◆ Seçilmiş metin:
Bodrum'a tersane yapmak için gelen Kızılhisarlı Mustafa Paşa tarafından 1723 yılında inşa ettirilen, İskele Meydanı'ndaki Bodrum Kalesi karşısında bulunan Kızılhisarlı Mustafa Paşa Cami, halk arasında 'Eski Camii' ve 'Merkez Cami' olarak da biliniyor.

Üzeri çatı ile örgülü olan caminin önünde de birbirlerine yuvarlak kemerlerle bağlı iki sütun bulunuyor. Üç bölümlü bir son cemaat yeri de yer alan tek minareli caminin minberi tahtadan, mihrabı ise mermerden yapılmış.

Şanlıurfa'nın 6 bin kişilik Ulu Camisi

İnanç turizminin önemli merkezlerinin başında gelen Şanlıurfa'da bulunan yaklaşık 2 bin cami arasında, 841 yıl önce Büyük Selçuklular döneminde yapıldığı tahmin edilen Ulu Cami, kentte namaz kılanların tercih ettiği mekanların başında geliyor.

Selçuklu mimarisinin uygulandığı 75 kolon üzerine inşa edilen camide aynı anda yaklaşık 6 bin kişi ibadet edebiliyor. Anadolu'da ilk kez son cemaat yerinin kullanıldığı Şanlıurfa Ulu Cami, yatık dikdörtgen planlı bir yapısıyla dikkati çekiyor.

Çok ayaklı camiler grubunda yer alan ibadethanenin kapısında 14 sivri kemerli avluya açılan paye yer alıyor. Öte yandan Cumhuriyet döneminde bir saat eklenen minaresi, aynı zamanda şehrin ilk ve tek saat kulesi görevini üstleniyor.

◆ Tamamlanacak alıştırmalar:
a – Camilerle ilgili metne göre Kızılhisarlı Mustafa Paşa Cami hangi yılda inşa ettirilmiş?
b – Camilerle ilgili metnin "Bodrum'a tersane yapmak" ile "mekanların başında geliyor." arasındaki bölümünü, bu ikisi dahil, "mermerden" yerine "taştan" koyarak yeniden yazın.
c – Lütfen camilerle ilgili metni kaldığı yerden sürdürün.

◆ Kayıt alıntıları:

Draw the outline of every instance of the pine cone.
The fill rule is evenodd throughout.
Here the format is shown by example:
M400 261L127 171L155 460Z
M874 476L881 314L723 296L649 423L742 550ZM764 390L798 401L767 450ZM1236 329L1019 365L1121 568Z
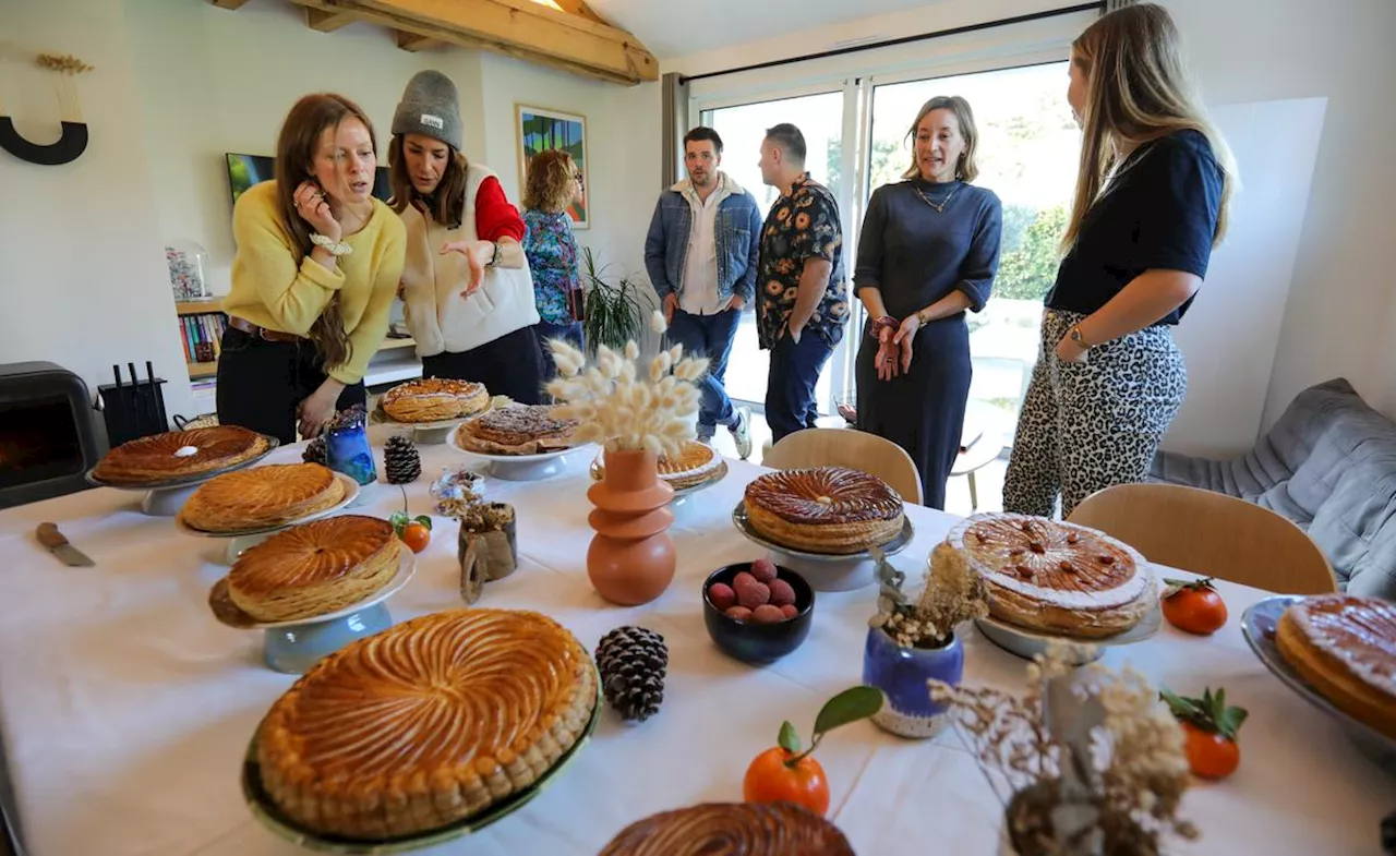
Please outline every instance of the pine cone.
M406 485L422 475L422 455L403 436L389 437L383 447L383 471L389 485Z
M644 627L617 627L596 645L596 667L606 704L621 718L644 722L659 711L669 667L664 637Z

--

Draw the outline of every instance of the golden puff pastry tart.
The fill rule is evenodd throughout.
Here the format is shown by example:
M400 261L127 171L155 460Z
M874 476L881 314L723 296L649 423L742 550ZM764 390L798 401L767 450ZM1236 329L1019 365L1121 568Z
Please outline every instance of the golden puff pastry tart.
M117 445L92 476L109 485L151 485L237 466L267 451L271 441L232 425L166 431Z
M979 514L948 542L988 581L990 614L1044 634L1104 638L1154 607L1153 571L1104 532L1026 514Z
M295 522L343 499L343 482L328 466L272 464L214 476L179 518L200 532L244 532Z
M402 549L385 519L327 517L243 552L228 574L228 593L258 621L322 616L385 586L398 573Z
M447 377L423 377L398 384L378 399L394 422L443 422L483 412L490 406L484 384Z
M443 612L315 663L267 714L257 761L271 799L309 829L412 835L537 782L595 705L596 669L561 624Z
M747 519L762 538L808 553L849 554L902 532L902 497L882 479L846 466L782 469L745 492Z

◆ Beklenen cevaplar:
a – 1723 yılında.

b –
Bodrum'a tersane yapmak için gelen Kızılhisarlı Mustafa Paşa tarafından 1723 yılında inşa ettirilen, İskele Meydanı'ndaki Bodrum Kalesi karşısında bulunan Kızılhisarlı Mustafa Paşa Cami, halk arasında 'Eski Camii' ve 'Merkez Cami' olarak da biliniyor.

Üzeri çatı ile örgülü olan caminin önünde de birbirlerine yuvarlak kemerlerle bağlı iki sütun bulunuyor. Üç bölümlü bir son cemaat yeri de yer alan tek minareli caminin minberi tahtadan, mihrabı ise taştan yapılmış.

Şanlıurfa'nın 6 bin kişilik Ulu Camisi

İnanç turizminin önemli merkezlerinin başında gelen Şanlıurfa'da bulunan yaklaşık 2 bin cami arasında, 841 yıl önce Büyük Selçuklular döneminde yapıldığı tahmin edilen Ulu Cami, kentte namaz kılanların tercih ettiği mekanların başında geliyor.

c –
810 yıllık çivisiz ahşap cami

Samsun'un Çarşamba ilçesinde 810 yıl önce çivi kullanılmadan ahşaptan yapılan Göğceli Camisi, mimarisiyle görenleri büyülüyor.

İlçenin 3 kilometre doğusundaki Hasbahçe Mahallesinde Göğceli Mezarlığı içinde bulunan, ahşaptan yığma tekniğinde inşa edilen cami, bölgede en fazla ziyaret edilen mabetler arasında yer alıyor.

Denkrokronoloji alanındaki araştırmalarıyla tanınan Amerikalı bilim adamı Peter Ian Kuniholm'un yaptığı testler sonucunda 1206'da inşa edildiğini belirlediği tarihi caminin, köşelerde kurtboğazı geçmelerle, duvar boyunca tek parça olarak uzatılan, ahşap perdelerle inşa edildiği biliniyor.

Göğceli Cami, Türkiye sınırları içinde ayakta kalabilen, en eski ahşap cami olarak kabul ediliyor.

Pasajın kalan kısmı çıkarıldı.